- **What to do**
Nothing but the lines from the one that contains "trace light wood floor, every instance" through the end of the listing should appear, set down exactly.

- **Source material**
'''

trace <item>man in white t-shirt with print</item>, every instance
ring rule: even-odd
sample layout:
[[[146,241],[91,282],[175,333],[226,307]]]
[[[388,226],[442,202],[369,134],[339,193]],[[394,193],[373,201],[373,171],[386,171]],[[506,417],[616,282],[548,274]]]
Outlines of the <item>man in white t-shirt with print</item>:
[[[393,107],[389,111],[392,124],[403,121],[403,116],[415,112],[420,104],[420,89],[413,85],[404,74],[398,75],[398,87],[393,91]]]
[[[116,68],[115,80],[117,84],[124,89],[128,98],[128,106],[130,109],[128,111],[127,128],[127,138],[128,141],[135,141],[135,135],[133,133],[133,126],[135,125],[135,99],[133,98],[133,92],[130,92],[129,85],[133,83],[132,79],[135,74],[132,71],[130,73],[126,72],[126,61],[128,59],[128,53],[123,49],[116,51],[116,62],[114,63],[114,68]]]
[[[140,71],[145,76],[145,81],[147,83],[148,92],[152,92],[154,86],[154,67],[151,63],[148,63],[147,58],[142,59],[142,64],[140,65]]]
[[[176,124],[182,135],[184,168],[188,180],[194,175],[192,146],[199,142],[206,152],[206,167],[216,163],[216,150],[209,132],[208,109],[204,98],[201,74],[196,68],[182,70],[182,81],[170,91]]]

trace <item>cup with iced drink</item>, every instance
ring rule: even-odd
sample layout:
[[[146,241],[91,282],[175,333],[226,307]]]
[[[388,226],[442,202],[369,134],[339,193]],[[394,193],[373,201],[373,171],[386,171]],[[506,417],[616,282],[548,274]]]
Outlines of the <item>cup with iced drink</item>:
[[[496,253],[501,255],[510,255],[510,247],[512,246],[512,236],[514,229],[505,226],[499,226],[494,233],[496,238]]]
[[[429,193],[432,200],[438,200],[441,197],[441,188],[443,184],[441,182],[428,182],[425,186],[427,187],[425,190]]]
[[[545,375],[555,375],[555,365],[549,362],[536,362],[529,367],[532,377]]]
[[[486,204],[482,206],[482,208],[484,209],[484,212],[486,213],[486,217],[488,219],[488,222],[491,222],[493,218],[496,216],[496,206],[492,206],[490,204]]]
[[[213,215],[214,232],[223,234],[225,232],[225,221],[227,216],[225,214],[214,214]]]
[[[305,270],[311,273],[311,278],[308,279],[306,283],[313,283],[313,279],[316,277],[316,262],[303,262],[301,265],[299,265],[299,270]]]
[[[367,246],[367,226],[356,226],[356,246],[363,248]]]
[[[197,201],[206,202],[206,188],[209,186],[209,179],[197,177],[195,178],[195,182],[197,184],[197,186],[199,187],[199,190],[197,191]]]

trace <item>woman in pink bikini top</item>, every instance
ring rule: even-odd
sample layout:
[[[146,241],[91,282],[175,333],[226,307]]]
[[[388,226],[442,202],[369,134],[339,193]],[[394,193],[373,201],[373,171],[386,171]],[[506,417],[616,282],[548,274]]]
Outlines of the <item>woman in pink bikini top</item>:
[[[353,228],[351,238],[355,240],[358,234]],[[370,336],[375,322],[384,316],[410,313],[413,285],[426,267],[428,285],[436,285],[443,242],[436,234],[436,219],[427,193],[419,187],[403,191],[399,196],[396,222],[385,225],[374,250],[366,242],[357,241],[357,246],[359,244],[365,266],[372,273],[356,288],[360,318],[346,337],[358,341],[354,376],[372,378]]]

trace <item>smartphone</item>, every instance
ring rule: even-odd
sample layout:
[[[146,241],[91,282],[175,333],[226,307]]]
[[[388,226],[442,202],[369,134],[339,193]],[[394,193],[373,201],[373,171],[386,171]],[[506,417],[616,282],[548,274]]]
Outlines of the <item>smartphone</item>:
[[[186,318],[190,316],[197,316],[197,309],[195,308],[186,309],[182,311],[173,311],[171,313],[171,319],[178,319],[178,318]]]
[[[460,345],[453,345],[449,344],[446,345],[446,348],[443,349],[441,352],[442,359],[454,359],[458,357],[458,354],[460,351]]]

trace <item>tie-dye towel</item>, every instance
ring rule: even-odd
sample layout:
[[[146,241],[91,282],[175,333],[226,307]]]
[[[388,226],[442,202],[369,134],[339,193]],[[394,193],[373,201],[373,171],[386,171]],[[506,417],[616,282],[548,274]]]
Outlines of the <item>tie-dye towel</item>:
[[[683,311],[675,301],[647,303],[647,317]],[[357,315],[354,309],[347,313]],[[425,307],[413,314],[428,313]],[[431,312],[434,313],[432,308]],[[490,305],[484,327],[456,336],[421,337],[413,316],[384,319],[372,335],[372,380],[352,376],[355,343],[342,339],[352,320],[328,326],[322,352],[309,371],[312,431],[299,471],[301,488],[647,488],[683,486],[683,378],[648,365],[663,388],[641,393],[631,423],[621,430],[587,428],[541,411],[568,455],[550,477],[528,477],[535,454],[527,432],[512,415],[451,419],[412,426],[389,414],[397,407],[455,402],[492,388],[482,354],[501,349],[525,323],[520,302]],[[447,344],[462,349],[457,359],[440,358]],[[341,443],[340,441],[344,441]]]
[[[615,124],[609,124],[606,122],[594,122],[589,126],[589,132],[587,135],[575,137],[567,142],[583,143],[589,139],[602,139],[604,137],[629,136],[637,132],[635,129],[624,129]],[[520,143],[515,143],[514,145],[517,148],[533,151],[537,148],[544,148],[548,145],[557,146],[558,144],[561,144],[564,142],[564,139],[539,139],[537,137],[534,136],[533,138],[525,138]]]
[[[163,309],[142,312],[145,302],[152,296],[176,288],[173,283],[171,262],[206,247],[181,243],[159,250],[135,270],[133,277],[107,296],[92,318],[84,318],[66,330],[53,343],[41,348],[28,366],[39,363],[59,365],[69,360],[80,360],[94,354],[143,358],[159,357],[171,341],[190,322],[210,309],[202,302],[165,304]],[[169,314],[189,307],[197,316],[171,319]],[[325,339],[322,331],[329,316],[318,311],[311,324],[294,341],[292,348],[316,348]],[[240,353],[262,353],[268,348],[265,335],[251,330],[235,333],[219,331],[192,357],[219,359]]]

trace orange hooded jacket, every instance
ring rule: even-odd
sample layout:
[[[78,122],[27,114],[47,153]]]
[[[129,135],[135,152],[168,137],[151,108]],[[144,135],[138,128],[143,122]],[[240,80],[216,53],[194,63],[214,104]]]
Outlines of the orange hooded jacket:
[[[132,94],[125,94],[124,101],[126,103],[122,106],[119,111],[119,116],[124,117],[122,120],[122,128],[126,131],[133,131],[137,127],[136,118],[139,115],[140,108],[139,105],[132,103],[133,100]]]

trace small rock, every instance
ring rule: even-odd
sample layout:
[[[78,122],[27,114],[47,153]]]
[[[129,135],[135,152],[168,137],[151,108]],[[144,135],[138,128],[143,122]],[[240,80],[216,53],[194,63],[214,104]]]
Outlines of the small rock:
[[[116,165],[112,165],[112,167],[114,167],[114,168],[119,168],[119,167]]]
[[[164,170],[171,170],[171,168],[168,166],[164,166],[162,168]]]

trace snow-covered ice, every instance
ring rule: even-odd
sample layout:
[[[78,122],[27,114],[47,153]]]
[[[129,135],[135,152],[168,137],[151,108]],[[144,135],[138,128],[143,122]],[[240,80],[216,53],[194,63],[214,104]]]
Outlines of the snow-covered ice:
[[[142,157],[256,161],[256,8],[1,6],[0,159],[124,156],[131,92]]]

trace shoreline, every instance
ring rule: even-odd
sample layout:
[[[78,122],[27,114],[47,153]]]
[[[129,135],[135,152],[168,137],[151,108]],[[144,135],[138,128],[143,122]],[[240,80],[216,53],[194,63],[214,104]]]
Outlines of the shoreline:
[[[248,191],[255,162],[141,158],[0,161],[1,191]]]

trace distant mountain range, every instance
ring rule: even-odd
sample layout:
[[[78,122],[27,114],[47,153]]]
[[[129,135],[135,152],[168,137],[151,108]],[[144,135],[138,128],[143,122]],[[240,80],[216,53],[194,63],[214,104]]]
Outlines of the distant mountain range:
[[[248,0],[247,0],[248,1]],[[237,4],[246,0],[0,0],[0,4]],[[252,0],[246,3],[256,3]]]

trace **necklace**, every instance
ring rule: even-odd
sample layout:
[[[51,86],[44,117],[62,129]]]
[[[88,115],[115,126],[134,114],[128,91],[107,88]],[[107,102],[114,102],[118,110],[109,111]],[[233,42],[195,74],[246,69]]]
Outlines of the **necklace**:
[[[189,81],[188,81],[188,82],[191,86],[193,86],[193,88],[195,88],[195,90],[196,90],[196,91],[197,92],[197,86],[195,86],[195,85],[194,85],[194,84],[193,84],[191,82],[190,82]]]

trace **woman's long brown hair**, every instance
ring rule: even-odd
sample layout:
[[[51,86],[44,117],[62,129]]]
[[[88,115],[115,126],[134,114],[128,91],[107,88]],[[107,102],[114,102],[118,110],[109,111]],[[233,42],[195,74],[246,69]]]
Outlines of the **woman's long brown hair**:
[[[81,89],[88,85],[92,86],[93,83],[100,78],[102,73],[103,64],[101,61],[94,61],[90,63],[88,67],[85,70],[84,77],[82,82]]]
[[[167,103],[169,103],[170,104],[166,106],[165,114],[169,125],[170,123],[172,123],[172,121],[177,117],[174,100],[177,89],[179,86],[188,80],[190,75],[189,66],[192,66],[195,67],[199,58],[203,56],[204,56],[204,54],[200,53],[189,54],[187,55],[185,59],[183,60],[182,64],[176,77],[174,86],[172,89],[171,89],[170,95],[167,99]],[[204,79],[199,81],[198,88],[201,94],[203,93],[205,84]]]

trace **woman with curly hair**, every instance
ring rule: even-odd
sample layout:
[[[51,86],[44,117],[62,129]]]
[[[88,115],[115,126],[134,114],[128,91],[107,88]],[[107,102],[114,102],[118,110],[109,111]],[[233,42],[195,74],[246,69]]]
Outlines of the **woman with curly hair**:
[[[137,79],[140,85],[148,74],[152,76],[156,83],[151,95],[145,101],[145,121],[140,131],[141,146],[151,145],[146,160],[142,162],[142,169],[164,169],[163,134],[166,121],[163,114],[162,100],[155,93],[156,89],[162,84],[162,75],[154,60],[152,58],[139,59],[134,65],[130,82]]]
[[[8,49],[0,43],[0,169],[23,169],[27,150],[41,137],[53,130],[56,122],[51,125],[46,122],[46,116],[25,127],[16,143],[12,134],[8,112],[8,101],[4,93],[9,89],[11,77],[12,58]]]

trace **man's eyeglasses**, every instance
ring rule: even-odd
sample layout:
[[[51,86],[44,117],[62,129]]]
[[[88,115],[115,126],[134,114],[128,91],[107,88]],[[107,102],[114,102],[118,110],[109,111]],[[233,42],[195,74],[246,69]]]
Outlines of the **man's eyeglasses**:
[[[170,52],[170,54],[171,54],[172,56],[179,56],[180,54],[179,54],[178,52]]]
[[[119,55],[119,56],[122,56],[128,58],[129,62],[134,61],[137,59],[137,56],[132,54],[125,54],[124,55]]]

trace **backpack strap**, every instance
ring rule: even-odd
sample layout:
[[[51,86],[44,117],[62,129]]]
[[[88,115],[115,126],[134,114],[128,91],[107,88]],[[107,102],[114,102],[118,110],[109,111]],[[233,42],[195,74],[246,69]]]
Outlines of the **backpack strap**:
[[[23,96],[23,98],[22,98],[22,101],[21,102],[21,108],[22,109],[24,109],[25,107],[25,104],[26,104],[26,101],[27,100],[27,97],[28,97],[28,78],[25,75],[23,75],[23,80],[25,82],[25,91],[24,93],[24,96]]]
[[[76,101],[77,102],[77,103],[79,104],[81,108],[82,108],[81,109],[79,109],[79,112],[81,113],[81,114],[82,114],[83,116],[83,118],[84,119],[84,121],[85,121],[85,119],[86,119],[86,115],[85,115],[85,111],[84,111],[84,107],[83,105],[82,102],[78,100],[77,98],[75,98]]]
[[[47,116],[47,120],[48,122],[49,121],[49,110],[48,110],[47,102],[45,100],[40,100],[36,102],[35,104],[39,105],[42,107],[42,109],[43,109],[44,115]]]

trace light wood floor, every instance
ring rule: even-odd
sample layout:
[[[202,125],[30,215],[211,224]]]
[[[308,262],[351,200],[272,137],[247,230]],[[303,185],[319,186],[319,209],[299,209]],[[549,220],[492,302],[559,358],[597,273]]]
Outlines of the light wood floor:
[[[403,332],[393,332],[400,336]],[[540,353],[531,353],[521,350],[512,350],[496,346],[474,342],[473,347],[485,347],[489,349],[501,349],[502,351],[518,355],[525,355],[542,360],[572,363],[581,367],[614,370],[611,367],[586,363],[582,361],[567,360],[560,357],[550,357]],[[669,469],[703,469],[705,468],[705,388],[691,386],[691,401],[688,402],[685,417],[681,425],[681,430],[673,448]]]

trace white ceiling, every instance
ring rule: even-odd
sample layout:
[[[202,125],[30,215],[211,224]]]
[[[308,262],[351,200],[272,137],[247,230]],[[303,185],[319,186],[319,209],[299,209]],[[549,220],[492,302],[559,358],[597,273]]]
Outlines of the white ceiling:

'''

- **Reply to the task**
trace light wood floor, every instance
ring rule: even-odd
sample layout:
[[[202,125],[30,215],[211,224]]]
[[[308,262],[351,200],[272,137],[247,230]],[[303,185],[319,186],[319,209],[299,209]],[[549,220],[492,302],[559,358],[597,273]]]
Outlines of the light wood floor:
[[[403,332],[393,332],[400,336]],[[540,353],[531,353],[521,350],[512,350],[496,346],[474,342],[473,347],[485,347],[489,349],[501,349],[502,351],[518,355],[525,355],[542,360],[572,363],[581,367],[614,370],[611,367],[586,363],[582,361],[567,360],[560,357],[550,357]],[[669,469],[703,469],[705,468],[705,388],[691,386],[691,401],[688,402],[685,417],[681,425],[681,430],[673,448]]]

trace white ceiling, every instance
ring rule: even-odd
sample layout:
[[[202,125],[30,215],[211,224]]]
[[[308,262],[351,200],[272,137],[247,230]],[[303,185],[319,186],[319,209],[299,209]],[[549,220],[492,302],[559,358],[597,273]]]
Outlines of the white ceiling:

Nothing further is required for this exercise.